> [DATA SUPPLIED]:

________________________________________

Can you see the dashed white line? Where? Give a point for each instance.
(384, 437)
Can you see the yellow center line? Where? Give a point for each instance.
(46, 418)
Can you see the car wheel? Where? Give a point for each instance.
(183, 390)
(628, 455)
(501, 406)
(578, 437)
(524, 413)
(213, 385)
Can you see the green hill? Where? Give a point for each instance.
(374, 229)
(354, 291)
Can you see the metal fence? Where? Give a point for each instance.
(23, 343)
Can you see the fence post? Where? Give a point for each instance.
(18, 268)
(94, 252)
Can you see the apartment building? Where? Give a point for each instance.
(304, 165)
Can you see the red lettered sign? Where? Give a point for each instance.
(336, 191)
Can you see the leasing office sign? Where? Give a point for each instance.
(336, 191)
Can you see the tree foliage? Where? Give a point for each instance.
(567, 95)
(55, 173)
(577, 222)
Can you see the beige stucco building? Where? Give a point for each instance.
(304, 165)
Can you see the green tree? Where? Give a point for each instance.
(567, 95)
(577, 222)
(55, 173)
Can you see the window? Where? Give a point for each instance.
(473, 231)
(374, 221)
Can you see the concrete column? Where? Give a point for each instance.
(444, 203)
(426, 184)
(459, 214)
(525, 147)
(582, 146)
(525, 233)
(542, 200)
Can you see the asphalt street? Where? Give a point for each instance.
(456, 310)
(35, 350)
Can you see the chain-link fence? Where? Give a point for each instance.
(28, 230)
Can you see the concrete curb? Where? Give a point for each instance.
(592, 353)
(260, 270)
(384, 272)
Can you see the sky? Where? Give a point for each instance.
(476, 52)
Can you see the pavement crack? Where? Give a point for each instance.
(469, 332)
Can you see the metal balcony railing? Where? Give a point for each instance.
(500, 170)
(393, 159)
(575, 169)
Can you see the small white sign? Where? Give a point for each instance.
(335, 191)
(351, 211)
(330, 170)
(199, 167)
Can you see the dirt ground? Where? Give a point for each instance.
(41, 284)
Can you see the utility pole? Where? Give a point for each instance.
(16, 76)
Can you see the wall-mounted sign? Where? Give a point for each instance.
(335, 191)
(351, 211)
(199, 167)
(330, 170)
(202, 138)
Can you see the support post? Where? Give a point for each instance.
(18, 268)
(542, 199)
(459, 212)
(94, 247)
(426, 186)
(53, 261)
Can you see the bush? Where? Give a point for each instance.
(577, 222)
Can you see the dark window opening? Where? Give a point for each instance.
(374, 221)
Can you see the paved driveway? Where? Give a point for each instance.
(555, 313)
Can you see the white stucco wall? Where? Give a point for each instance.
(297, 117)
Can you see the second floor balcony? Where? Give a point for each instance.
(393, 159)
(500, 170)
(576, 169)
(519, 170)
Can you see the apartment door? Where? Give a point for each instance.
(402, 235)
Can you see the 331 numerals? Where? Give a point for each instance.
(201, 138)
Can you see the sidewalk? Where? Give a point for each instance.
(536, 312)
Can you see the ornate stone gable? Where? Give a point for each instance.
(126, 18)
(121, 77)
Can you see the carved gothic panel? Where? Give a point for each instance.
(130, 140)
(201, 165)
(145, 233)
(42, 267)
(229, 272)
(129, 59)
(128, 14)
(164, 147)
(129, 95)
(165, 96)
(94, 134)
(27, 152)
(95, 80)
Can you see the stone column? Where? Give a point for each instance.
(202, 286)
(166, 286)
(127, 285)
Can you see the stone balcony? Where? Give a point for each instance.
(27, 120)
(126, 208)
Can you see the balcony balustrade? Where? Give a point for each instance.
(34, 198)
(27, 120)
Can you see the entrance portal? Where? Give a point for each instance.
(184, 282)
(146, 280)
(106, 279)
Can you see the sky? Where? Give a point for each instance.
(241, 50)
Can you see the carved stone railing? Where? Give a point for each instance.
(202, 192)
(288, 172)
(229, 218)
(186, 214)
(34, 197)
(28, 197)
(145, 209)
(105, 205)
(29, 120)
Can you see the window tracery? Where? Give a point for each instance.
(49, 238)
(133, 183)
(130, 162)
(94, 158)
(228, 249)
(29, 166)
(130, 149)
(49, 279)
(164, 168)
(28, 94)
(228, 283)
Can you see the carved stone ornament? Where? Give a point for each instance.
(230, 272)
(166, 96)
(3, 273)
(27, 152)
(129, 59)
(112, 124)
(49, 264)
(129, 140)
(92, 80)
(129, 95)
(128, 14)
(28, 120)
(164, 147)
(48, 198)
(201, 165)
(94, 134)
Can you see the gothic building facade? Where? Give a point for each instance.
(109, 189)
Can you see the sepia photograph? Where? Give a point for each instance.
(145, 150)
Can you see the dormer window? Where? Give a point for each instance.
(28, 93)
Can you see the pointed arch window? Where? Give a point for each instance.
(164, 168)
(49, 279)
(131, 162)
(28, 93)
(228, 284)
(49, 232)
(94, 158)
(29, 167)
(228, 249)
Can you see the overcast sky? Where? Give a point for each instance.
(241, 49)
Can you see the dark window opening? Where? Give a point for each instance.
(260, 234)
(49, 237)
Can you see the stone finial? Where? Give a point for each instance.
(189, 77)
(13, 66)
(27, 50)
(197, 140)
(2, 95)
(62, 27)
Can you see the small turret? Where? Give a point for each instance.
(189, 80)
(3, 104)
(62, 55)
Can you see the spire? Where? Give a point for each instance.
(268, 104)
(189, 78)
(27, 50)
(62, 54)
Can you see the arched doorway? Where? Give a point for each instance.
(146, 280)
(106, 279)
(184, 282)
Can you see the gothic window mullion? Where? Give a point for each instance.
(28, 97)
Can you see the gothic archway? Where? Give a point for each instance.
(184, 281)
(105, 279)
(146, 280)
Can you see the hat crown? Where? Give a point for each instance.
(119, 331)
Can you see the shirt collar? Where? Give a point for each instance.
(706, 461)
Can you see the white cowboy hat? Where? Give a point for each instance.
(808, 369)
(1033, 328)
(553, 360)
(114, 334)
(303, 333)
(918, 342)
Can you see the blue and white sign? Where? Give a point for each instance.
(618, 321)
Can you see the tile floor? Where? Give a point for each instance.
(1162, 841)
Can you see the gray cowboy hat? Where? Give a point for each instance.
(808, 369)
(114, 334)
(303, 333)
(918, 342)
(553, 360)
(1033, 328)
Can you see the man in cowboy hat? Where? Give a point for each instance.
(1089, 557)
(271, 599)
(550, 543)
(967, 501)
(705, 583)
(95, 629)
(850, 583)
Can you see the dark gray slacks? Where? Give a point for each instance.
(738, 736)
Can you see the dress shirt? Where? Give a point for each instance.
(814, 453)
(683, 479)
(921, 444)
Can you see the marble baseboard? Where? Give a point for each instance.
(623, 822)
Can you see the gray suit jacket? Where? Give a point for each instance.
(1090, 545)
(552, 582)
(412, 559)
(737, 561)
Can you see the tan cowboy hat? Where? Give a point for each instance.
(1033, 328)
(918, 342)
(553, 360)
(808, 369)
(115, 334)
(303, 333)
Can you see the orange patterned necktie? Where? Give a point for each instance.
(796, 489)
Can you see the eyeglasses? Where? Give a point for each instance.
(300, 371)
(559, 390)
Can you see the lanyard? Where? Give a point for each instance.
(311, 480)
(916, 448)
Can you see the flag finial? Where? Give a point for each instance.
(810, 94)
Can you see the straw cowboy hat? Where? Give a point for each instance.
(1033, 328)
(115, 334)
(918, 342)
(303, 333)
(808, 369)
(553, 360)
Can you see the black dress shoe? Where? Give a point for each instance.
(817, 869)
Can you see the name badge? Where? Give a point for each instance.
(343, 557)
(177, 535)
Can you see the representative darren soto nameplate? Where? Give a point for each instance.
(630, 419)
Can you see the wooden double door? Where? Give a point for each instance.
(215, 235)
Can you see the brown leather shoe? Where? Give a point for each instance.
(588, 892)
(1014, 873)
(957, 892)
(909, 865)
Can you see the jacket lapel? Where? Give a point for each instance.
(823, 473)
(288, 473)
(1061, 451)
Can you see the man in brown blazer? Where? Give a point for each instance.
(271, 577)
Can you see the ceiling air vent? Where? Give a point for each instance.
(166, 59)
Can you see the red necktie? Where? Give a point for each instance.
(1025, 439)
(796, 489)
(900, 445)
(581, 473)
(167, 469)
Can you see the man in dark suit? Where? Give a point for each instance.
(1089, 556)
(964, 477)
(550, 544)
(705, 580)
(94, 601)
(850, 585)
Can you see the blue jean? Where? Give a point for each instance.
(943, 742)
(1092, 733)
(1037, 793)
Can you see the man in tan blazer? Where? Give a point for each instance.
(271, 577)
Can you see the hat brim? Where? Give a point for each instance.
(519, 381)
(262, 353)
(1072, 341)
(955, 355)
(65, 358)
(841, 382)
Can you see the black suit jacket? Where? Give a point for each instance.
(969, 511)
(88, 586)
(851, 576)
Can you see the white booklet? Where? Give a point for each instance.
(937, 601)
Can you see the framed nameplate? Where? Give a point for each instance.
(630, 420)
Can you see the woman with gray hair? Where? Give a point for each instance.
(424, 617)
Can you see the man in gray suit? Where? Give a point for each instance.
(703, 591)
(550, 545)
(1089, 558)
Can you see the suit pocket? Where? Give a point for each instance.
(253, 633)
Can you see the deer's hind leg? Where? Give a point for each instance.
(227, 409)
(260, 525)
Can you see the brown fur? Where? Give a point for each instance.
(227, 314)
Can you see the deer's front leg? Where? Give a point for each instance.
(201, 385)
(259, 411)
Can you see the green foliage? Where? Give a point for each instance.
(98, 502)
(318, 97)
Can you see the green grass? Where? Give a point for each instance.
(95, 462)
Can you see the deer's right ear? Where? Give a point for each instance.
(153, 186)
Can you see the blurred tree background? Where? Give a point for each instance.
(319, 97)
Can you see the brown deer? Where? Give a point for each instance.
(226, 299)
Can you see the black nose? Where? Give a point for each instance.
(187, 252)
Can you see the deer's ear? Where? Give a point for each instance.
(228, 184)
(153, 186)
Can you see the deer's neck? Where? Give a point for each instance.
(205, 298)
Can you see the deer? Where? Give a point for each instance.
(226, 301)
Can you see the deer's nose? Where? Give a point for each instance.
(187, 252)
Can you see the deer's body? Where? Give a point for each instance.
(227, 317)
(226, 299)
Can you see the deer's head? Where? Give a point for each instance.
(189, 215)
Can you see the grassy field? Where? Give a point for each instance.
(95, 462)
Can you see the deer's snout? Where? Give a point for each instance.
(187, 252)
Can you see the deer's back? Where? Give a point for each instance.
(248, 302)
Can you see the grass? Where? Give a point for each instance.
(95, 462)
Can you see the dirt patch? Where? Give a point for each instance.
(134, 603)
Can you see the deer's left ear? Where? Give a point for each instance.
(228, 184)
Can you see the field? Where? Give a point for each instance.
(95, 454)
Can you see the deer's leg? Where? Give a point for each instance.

________________________________________

> [REQUIREMENT]: All lines from the line containing "Can you see the deer?" through the end of the listing above are to be duplicated exactly; include both ends and nothing further.

> [SOLVED EXERCISE]:
Can you see the deer? Where? Give a point for each instance.
(226, 301)
Can you see the deer's nose? Where? Give a point for each instance.
(187, 252)
Can you see the deer's body? Where? Give a point for each instance.
(227, 317)
(226, 299)
Can you see the deer's head? Where? Give a point for each instance.
(189, 215)
Can you see the grassy field? Where? Give a point for each instance.
(95, 462)
Can you see the deer's snout? Where? Give a point for each instance.
(187, 252)
Can you see the deer's back? Where? Give a point for each instance.
(248, 302)
Can you see the grass? Where? Give a point for each instance.
(95, 462)
Can you see the dirt patch? Where? Give a point for each instance.
(134, 603)
Can you see the deer's left ear? Where? Give a point for each instance.
(228, 184)
Can you see the field? Where? Give a point for each instance.
(95, 454)
Can you see the deer's leg? Where? Give a point for each instance.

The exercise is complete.